■ WRITTEN EXERCISE
Reproduce every one of the following entries line for line, without changing anything.

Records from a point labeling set
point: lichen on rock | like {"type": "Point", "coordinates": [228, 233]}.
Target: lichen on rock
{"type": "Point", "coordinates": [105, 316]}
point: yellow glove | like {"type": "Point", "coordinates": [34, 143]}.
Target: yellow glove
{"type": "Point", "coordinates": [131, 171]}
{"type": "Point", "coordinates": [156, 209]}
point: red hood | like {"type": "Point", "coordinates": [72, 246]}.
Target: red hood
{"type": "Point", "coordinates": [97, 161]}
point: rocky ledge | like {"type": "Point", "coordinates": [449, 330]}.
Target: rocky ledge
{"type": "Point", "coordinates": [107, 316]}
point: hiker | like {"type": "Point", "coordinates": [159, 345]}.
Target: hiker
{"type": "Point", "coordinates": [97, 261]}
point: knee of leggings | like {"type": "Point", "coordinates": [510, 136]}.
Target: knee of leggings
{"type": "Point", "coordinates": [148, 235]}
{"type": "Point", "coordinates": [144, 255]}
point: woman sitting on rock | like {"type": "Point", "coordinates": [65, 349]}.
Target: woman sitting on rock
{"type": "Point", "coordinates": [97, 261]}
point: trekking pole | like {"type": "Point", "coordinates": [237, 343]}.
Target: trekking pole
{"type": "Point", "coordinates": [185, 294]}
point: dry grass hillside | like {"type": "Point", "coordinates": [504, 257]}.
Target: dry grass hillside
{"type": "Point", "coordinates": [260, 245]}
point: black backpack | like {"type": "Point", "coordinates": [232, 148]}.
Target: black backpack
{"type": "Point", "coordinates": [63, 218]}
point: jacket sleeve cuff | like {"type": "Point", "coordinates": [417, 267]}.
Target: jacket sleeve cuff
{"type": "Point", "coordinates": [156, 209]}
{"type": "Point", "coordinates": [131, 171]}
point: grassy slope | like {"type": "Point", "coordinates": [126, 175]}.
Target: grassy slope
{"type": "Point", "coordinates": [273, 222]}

■ SOLUTION
point: lichen on rock | like {"type": "Point", "coordinates": [228, 233]}.
Target: lichen on rock
{"type": "Point", "coordinates": [105, 316]}
point: yellow glove | like {"type": "Point", "coordinates": [34, 143]}.
Target: yellow glove
{"type": "Point", "coordinates": [131, 171]}
{"type": "Point", "coordinates": [156, 209]}
point: red hood | like {"type": "Point", "coordinates": [72, 246]}.
Target: red hood
{"type": "Point", "coordinates": [97, 161]}
point: rocky ledge | like {"type": "Point", "coordinates": [449, 330]}.
Target: rocky ledge
{"type": "Point", "coordinates": [107, 316]}
point: hiker | like {"type": "Point", "coordinates": [159, 345]}.
Target: hiker
{"type": "Point", "coordinates": [97, 261]}
point: knee of leggings | like {"type": "Point", "coordinates": [510, 136]}.
Target: knee of leggings
{"type": "Point", "coordinates": [148, 235]}
{"type": "Point", "coordinates": [144, 255]}
point: woman sitting on rock | like {"type": "Point", "coordinates": [65, 349]}.
Target: woman sitting on rock
{"type": "Point", "coordinates": [97, 261]}
point: trekking pole | like {"type": "Point", "coordinates": [237, 343]}.
Target: trekking pole
{"type": "Point", "coordinates": [185, 294]}
point: dry grass hillside | like {"type": "Point", "coordinates": [504, 257]}.
Target: dry grass hillside
{"type": "Point", "coordinates": [260, 245]}
point: black backpack | like {"type": "Point", "coordinates": [232, 148]}.
Target: black backpack
{"type": "Point", "coordinates": [63, 218]}
point: jacket sleeve cuff | like {"type": "Point", "coordinates": [417, 267]}.
Target: jacket sleeve cuff
{"type": "Point", "coordinates": [156, 209]}
{"type": "Point", "coordinates": [131, 171]}
point: grassy slope | like {"type": "Point", "coordinates": [126, 175]}.
Target: grassy slope
{"type": "Point", "coordinates": [273, 222]}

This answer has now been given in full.